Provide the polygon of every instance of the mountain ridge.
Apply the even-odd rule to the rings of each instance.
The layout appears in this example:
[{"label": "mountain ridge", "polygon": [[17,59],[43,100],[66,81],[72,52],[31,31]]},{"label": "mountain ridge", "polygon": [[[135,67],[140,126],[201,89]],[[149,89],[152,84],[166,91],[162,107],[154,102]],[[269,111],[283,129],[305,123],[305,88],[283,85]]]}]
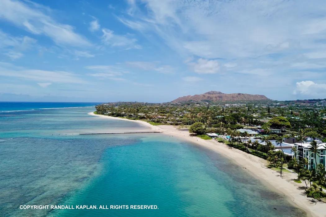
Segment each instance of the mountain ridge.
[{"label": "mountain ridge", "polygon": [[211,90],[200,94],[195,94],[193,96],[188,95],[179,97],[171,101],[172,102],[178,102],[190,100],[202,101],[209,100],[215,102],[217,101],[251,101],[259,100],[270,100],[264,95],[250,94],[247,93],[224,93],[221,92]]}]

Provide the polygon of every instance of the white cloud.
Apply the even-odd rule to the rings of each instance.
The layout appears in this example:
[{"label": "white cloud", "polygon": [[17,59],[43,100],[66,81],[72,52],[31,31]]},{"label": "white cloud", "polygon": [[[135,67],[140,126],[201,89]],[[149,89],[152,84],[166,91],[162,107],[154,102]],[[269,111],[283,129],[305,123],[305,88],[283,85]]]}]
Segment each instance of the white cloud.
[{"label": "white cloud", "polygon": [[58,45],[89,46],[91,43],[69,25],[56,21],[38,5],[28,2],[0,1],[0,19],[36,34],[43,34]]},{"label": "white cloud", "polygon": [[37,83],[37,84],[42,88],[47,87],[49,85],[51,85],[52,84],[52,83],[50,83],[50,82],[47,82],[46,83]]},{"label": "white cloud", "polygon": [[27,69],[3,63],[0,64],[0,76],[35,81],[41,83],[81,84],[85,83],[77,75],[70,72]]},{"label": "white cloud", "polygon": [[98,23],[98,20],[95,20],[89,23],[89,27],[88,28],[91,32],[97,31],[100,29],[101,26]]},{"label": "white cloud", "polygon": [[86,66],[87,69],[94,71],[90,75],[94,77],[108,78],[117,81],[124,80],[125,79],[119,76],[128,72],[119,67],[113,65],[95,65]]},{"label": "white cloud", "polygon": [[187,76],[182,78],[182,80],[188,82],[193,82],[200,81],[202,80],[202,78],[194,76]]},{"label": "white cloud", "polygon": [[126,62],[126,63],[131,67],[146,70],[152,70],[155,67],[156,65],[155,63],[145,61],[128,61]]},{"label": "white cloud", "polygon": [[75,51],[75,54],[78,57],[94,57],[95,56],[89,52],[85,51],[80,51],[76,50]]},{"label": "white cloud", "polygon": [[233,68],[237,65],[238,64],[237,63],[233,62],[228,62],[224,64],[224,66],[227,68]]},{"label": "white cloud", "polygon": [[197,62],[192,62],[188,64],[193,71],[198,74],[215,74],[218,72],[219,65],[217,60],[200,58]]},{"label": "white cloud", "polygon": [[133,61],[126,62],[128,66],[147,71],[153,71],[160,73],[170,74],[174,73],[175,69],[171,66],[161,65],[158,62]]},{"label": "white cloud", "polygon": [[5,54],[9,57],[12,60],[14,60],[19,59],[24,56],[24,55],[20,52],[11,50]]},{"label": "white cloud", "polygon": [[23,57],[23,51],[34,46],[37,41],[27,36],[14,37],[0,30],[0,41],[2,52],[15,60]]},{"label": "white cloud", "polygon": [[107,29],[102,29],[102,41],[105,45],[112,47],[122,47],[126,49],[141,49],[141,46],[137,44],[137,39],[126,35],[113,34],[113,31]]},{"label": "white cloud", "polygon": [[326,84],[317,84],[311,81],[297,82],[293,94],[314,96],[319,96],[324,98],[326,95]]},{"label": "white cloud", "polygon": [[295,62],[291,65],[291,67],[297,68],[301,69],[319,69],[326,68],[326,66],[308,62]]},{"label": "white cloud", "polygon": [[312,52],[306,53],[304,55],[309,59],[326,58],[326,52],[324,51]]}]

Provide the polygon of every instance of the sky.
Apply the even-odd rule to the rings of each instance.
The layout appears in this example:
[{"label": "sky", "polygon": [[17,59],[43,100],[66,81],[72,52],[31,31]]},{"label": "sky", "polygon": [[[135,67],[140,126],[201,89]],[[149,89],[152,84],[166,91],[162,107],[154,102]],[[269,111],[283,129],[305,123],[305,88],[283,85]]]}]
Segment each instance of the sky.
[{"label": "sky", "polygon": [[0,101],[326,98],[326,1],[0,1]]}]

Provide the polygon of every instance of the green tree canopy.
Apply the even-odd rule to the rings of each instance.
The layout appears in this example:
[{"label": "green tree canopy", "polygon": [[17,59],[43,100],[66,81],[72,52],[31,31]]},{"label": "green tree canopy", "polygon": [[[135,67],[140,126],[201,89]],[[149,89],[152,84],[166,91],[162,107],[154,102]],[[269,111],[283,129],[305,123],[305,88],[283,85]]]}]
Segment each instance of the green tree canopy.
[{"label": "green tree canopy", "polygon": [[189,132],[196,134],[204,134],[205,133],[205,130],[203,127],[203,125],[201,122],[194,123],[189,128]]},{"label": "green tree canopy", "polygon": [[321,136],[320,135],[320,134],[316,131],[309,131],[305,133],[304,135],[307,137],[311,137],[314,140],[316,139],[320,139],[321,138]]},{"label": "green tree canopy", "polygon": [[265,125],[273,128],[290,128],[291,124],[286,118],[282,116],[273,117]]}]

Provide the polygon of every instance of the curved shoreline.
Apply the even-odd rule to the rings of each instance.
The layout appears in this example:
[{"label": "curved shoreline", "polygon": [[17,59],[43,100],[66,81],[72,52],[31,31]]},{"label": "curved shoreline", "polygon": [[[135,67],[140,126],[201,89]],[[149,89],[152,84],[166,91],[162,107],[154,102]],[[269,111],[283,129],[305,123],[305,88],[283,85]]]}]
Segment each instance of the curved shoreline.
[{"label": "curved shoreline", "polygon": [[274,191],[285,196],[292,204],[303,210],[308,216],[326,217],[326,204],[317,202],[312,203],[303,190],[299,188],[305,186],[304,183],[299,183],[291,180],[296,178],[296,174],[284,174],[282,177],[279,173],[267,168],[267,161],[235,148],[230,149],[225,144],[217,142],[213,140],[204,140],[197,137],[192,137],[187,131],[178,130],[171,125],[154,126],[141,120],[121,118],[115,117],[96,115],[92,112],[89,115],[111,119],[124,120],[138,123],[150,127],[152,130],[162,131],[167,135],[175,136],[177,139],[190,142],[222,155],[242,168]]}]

==

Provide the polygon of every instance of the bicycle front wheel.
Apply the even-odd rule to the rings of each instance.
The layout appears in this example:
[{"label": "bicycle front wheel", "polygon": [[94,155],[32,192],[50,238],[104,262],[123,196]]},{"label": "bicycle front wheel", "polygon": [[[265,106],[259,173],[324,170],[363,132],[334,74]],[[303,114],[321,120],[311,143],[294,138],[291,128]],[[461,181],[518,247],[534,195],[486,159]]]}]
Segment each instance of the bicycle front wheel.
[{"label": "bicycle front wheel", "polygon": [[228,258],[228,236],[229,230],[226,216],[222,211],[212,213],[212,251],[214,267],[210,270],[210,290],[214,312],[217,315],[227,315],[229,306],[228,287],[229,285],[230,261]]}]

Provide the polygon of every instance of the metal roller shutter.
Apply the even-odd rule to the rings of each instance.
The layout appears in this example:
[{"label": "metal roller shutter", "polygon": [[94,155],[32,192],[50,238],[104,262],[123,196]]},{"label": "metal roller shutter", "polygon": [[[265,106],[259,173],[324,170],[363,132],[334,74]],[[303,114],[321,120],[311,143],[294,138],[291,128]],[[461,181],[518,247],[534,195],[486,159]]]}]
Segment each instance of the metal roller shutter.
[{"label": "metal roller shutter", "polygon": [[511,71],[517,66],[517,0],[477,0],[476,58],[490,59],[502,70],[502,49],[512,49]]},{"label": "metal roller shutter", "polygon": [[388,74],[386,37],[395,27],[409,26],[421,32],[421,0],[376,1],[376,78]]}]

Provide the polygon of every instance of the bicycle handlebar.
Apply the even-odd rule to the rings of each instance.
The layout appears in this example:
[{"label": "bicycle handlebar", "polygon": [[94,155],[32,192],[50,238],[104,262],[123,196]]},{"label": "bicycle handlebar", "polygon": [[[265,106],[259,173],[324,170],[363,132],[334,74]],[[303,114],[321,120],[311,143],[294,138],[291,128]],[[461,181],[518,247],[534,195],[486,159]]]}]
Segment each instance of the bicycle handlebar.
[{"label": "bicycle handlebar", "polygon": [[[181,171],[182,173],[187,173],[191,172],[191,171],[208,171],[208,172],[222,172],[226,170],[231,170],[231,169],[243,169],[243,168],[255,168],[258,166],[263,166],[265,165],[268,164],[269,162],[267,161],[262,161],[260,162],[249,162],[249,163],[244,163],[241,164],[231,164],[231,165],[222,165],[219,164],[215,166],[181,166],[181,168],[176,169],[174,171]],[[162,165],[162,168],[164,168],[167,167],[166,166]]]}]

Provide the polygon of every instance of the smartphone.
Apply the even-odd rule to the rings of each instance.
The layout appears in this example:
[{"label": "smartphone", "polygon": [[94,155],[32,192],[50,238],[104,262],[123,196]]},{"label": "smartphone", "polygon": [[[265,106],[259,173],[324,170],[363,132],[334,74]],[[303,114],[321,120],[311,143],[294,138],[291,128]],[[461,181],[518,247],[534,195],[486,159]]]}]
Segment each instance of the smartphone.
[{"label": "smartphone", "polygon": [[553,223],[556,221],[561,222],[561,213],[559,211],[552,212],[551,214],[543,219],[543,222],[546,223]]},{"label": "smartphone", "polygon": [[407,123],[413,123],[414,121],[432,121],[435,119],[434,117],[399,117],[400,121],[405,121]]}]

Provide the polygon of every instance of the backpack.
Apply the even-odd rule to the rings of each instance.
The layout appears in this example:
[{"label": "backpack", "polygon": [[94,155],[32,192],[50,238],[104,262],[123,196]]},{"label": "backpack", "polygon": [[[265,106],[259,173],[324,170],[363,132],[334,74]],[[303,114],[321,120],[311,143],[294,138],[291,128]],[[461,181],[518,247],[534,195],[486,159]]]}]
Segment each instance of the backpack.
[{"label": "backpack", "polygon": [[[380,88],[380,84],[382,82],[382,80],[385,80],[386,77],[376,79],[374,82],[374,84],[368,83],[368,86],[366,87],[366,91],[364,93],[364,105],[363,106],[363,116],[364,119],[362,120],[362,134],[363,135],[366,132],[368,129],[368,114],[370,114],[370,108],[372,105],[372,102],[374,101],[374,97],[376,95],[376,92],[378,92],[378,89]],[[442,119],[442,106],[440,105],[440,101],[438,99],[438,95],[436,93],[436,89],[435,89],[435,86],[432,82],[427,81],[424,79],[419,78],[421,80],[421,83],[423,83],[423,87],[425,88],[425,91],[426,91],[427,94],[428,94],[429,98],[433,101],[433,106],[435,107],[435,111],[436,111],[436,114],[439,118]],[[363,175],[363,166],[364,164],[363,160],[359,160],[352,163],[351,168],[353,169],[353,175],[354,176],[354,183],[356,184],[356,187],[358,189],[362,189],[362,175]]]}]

* * *

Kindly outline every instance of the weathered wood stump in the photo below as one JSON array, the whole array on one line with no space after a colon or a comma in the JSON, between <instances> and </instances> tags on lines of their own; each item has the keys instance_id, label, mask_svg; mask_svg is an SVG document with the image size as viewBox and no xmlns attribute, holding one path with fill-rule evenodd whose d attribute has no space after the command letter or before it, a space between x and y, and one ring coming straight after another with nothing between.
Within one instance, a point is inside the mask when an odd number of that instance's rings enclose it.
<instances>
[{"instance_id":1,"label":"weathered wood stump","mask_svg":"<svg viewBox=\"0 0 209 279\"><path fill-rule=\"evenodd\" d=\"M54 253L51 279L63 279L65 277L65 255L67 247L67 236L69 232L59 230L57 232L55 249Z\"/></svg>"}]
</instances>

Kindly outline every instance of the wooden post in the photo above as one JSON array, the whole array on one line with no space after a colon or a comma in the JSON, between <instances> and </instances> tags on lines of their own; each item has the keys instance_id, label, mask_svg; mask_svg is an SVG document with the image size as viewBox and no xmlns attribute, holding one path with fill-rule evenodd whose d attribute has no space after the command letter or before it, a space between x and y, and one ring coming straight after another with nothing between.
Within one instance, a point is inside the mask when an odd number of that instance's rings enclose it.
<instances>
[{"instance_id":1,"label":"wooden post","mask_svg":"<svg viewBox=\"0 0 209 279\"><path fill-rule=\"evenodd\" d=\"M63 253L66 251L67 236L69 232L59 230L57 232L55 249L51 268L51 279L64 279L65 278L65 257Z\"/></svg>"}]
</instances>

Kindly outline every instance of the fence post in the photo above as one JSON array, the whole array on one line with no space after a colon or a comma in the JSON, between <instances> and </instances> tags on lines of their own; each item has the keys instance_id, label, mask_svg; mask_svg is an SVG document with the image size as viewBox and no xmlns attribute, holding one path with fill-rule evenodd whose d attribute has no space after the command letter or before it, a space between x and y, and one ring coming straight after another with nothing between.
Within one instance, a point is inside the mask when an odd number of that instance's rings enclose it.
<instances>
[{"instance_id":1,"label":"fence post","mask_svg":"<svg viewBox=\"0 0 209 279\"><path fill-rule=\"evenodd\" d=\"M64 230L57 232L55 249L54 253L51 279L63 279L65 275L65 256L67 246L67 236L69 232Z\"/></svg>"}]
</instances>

• [YOUR TASK]:
Rewrite the material between the lines holding "Provide the polygon of every instance of the sky." and "Segment each instance of the sky.", inclusive, with "sky" changed to "open sky" and everything else left as it is.

• [SOLVED EXERCISE]:
Provide the polygon of every instance of the open sky.
Apply the even-odd rule to the rings of each instance.
The layout appears in this example:
[{"label": "open sky", "polygon": [[17,59],[43,100],[66,81],[72,52],[31,31]]},{"label": "open sky", "polygon": [[[135,67],[140,126],[201,89]],[[149,89],[152,84],[166,91],[162,107],[154,102]],[[269,111],[283,129],[305,123],[305,88],[283,85]]]}]
Segment each instance of the open sky.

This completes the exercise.